*GIVEN PROBLEM A*.
Answer these questions using the change description about the autopilot timeout:
(i) How many seconds is 'long' currently defined as?
(ii) Which bug is the change intended to prevent?
(iii) On what basis does the description suggest the change might be applied, if possible?
*GIVEN PROBLEM B*.
Write the next part of the change description about the autopilot timeout, picking up after its final sentence.

*TEXT SHOWN*.
──────────────────────────────

Description of the change
This increases the default timeout for autopilot test runs to 'long', which is currently defined as 30 seconds. This is intended to prevent bug 369990, but it will affect all timeouts for autopilot, including wait_select's, which are currently timing out after the default timeout of 10 seconds. This could cause tests to take an additional 20 seconds to fail (when they do).
Test case authors that require or expect the default timeout would also be affected. In general waiting longer shouldn't impose any additional risk beyond taking longer to fail (any assertions made on a specific time should already be defined inside a test). This is somewhat a heavy handed approach towards fixing the bug, and if possible perhaps it could be applied on a individual testsuite basis.

──────────────────────────────

*EXTRACTED ENTRIES*.

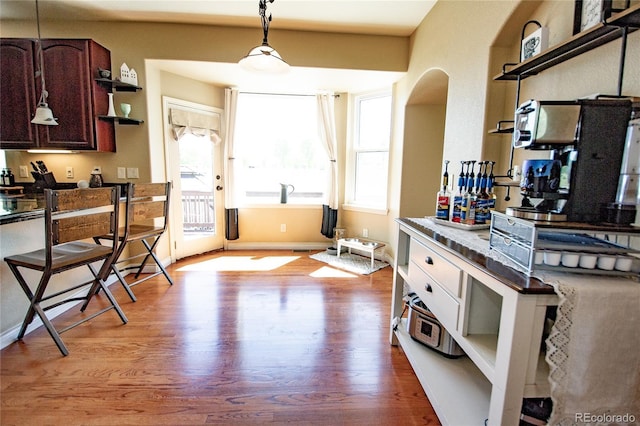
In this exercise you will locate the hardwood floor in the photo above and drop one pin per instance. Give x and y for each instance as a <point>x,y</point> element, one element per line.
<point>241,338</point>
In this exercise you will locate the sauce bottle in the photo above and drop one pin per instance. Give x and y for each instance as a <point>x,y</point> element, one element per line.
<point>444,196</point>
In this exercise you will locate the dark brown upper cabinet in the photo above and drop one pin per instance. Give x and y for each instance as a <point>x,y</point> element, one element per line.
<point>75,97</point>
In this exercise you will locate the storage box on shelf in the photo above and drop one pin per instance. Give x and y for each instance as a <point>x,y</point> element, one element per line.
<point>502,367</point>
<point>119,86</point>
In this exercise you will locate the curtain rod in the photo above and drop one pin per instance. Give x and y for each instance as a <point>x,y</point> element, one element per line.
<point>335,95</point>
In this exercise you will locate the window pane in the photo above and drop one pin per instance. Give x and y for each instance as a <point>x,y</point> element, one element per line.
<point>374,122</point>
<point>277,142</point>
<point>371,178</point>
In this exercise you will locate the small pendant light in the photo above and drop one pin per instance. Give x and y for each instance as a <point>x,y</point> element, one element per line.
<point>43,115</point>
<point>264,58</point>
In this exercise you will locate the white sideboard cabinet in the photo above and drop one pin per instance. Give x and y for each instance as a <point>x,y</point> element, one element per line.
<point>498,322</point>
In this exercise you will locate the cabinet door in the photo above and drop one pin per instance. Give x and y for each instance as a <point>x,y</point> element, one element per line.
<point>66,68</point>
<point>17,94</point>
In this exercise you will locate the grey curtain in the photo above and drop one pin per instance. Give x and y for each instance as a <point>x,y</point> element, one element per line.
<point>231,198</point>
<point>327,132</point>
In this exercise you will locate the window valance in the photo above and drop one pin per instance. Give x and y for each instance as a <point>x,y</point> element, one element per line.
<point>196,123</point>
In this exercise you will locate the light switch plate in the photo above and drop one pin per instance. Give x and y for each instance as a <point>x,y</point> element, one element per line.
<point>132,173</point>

──────────────────────────────

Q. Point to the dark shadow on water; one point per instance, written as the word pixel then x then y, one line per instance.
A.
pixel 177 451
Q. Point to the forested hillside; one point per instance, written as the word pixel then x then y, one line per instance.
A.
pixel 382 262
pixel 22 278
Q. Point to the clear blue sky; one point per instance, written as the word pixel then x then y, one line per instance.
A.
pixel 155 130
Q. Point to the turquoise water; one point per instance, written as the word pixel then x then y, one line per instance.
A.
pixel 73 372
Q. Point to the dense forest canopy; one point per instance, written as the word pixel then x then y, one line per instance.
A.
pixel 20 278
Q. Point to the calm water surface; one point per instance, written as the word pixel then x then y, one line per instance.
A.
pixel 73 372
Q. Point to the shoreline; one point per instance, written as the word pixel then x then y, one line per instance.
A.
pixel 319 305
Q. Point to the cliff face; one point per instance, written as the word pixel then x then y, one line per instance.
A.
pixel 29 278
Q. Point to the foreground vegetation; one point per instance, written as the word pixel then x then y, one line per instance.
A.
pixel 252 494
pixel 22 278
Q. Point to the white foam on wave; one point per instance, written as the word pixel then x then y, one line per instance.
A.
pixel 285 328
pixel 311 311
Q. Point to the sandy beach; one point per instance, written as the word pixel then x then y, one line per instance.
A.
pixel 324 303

──────────────────────────────

*RESPONSE A*.
(i) 30 seconds.
(ii) Bug 369990.
(iii) On an individual testsuite basis.

*RESPONSE B*.
The underlying causes for why applications don't launch within 10 seconds is concerning and worthy of study, but that is outside of the scope of running these tests. I would rather see more reflective results of the application than using it as a proxy to potential app startup performance concerns. As to tests not reflecting reality and hiding long startup issues, I would only point out the apps incur some additional overhead to load with autopilot (including memory), and thus take longer to launch than launching an application without introspection. Thus this is not reflective of a real world user experience from the start.
If the QA team is happy that this doesn't cause unintended side effects, then I'm happy to merge it. Are we sure this isn't just masking a real bug that recently came up though? Have you been able to prove if this actually helps the situation?